======== DATA EXTRACT ========
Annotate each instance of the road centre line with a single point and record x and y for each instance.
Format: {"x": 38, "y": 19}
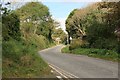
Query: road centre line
{"x": 63, "y": 72}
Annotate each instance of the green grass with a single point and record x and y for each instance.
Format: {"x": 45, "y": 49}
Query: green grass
{"x": 97, "y": 53}
{"x": 21, "y": 59}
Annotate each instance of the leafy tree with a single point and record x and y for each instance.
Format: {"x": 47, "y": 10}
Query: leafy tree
{"x": 38, "y": 17}
{"x": 10, "y": 25}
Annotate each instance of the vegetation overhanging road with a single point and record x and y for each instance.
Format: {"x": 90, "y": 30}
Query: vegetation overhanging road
{"x": 79, "y": 65}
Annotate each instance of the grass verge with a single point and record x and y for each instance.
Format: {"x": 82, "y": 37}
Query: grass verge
{"x": 91, "y": 52}
{"x": 20, "y": 59}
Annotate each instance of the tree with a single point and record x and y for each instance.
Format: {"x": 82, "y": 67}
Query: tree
{"x": 38, "y": 17}
{"x": 10, "y": 25}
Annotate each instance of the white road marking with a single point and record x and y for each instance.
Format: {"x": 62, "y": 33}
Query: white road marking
{"x": 58, "y": 71}
{"x": 63, "y": 72}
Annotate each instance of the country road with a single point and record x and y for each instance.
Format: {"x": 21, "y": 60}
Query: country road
{"x": 79, "y": 65}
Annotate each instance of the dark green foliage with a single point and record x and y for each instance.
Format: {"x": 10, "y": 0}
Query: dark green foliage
{"x": 21, "y": 60}
{"x": 92, "y": 52}
{"x": 20, "y": 56}
{"x": 11, "y": 26}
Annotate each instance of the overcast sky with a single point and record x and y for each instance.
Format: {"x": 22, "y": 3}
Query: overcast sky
{"x": 59, "y": 9}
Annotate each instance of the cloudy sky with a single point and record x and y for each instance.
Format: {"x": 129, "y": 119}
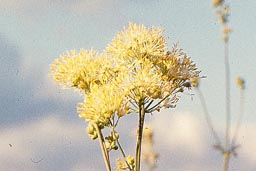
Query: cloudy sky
{"x": 39, "y": 126}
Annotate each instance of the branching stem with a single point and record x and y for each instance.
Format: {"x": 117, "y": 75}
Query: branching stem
{"x": 139, "y": 137}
========
STATED GOAL: Locate the line containing "Annotate each instance of the green" in the records above, then output it and every line after it through the last, excluding pictures.

RESPONSE FOR THIS EXERCISE:
Annotate each instance of the green grass with a single point and record x and y for each instance.
Format: {"x": 45, "y": 49}
Query: green grass
{"x": 97, "y": 53}
{"x": 21, "y": 59}
Annotate each instance of the leafy tree with a single point and record x and y for each instance.
Format: {"x": 47, "y": 10}
Query: leafy tree
{"x": 38, "y": 17}
{"x": 10, "y": 25}
Annotate each instance of the vegetation overhanging road with a single point and record x and y for each instance.
Format: {"x": 90, "y": 30}
Query: vegetation overhanging road
{"x": 79, "y": 65}
Annotate each instance of the grass verge with a single point and record x and y for each instance.
Format: {"x": 82, "y": 37}
Query: grass verge
{"x": 91, "y": 52}
{"x": 20, "y": 59}
Annotate each instance of the tree with a single point and record x and y for each instance.
Format: {"x": 82, "y": 67}
Query: tree
{"x": 38, "y": 17}
{"x": 10, "y": 25}
Annotate each instance of the white road marking with a single point and record x and y for each instance.
Format: {"x": 62, "y": 33}
Query: white road marking
{"x": 58, "y": 71}
{"x": 63, "y": 72}
Annotate each instance of the country road with a single point and record x and y for each instance.
Format: {"x": 21, "y": 60}
Query: country road
{"x": 79, "y": 65}
Annotate each instance of the dark green foliage with a single point and record x and y for each instance.
Format: {"x": 10, "y": 0}
Query: dark green foliage
{"x": 21, "y": 60}
{"x": 92, "y": 52}
{"x": 20, "y": 56}
{"x": 11, "y": 26}
Annotate each instance of the overcast sky with a single point and record x and y for each instance.
Format: {"x": 22, "y": 3}
Query: overcast sky
{"x": 59, "y": 9}
Annotate each instance of the cloudy sky with a single point and record x and y for each instance.
Format: {"x": 129, "y": 119}
Query: cloudy sky
{"x": 39, "y": 126}
Annotate each instance of the branching stem with a single point and record x and y for each instance.
Format: {"x": 117, "y": 75}
Query: branching stem
{"x": 139, "y": 137}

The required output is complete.